Written exercise
Can you write out the listing below again, replacing "traffic monitoring" with "property inspection" everywhere and leaving everything else untouched?
□ □ □ □
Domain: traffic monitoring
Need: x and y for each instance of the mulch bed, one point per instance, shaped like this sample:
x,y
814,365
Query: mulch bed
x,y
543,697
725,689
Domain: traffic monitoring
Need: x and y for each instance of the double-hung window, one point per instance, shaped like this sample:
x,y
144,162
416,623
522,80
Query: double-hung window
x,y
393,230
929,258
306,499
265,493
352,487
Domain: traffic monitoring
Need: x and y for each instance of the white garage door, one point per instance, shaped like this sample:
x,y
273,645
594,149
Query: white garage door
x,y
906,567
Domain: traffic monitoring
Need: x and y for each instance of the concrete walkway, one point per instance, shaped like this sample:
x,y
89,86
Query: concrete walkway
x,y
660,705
□ □ □ □
Written response
Domain: property inspection
Need: x and y for each instance of the mulch bed, one point per instance, shaped like this sample:
x,y
814,365
Query: mulch bed
x,y
543,697
725,689
Domain: property inspection
Need: x and y for each instance of the double-hung window, one point per instance, shaped like this sample:
x,y
144,162
416,623
522,80
Query: double-hung window
x,y
393,230
929,258
306,499
265,493
352,487
Domain: property inspection
Need: x and y for each instance of the white garage door, one point per instance, shaped like this sample:
x,y
273,645
594,149
Query: white garage door
x,y
906,567
Domain: property inspection
Need: x and y for each instance of the concrete walkway, one point per instance, shaped like this sample:
x,y
89,86
Query: concrete walkway
x,y
660,705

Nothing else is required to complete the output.